WRITTEN REQUEST —
Return every line of the data below without any change, leaving out the pictures.

(Rows of data with box annotations)
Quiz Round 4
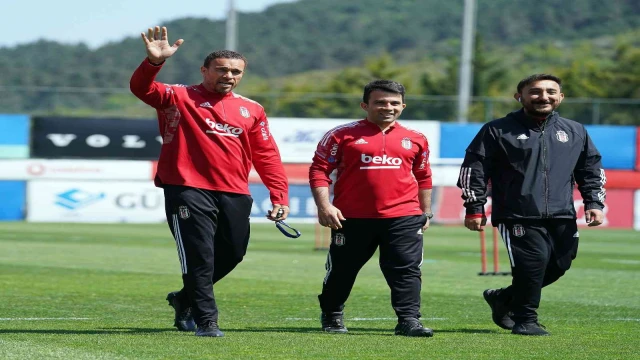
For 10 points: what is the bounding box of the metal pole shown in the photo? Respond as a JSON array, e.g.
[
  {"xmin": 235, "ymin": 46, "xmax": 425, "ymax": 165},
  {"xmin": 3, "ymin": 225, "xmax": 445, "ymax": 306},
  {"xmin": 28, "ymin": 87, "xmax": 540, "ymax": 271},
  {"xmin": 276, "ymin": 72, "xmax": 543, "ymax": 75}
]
[
  {"xmin": 225, "ymin": 0, "xmax": 238, "ymax": 50},
  {"xmin": 458, "ymin": 0, "xmax": 476, "ymax": 123}
]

THE REPLY —
Quiz Round 4
For 10 points: what is the bounding box of the metal pole shown in the photo? Respond as a JSON array, e.g.
[
  {"xmin": 235, "ymin": 46, "xmax": 425, "ymax": 165},
  {"xmin": 3, "ymin": 225, "xmax": 445, "ymax": 306},
  {"xmin": 28, "ymin": 87, "xmax": 540, "ymax": 271},
  {"xmin": 276, "ymin": 72, "xmax": 543, "ymax": 75}
]
[
  {"xmin": 225, "ymin": 0, "xmax": 238, "ymax": 50},
  {"xmin": 458, "ymin": 0, "xmax": 476, "ymax": 123}
]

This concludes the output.